**Recorded data:**
* begin *
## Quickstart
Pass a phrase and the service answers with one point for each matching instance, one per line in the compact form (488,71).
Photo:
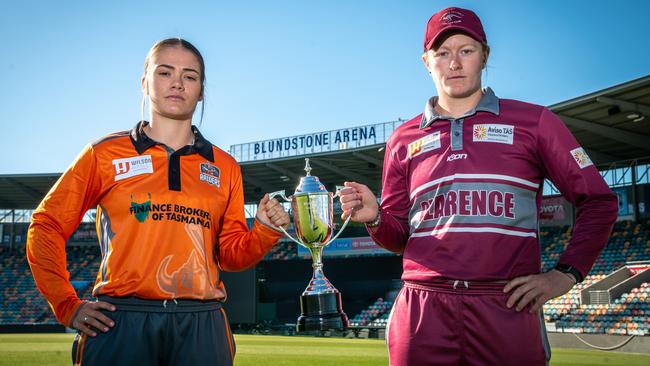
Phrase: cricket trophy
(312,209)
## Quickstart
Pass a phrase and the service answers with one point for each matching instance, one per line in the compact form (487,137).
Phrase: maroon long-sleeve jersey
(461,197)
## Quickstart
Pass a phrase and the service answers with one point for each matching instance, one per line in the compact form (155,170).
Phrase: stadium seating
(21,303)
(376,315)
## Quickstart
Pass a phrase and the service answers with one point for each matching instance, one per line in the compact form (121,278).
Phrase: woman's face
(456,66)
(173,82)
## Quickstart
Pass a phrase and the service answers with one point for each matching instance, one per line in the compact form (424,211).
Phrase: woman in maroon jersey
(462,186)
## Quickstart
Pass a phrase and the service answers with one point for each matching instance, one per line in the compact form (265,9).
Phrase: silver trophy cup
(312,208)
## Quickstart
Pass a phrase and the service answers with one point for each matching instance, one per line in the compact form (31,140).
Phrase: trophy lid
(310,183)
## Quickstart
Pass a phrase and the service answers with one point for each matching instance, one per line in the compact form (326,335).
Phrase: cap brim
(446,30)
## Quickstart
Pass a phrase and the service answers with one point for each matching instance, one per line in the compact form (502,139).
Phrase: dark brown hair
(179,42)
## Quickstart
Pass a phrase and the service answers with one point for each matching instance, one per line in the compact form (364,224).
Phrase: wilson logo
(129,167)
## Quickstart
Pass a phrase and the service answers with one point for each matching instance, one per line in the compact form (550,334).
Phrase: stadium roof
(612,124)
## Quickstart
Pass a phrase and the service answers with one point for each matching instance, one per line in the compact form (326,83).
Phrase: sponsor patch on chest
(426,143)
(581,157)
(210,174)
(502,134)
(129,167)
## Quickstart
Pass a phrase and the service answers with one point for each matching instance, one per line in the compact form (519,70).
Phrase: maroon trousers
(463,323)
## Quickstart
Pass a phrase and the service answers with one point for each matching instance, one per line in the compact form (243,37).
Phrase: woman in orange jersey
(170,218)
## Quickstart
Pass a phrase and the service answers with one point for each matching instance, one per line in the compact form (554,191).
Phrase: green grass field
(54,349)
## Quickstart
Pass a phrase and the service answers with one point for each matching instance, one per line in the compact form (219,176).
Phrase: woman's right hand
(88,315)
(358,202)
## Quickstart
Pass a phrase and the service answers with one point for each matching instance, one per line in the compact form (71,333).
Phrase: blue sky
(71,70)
* end *
* begin *
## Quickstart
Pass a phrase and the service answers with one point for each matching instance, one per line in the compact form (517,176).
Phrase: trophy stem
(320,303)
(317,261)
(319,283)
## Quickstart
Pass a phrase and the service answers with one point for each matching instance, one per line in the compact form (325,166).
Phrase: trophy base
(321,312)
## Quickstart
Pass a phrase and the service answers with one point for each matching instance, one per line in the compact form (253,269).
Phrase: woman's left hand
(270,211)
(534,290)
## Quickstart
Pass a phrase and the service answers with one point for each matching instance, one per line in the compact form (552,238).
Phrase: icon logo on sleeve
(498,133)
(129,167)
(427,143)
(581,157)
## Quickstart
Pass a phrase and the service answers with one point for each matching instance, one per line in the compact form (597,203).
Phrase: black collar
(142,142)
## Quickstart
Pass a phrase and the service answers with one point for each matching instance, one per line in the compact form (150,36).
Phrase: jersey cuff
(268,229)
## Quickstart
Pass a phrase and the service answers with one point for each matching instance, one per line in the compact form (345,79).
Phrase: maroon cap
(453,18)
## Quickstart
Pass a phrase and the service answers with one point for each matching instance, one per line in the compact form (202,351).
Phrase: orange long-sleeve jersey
* end *
Which lines of the material contain the word "woman"? Collect all of them.

Phrase: woman's face
Phrase: woman in maroon jersey
Phrase: woman in orange jersey
Phrase: woman's right hand
Phrase: woman's left hand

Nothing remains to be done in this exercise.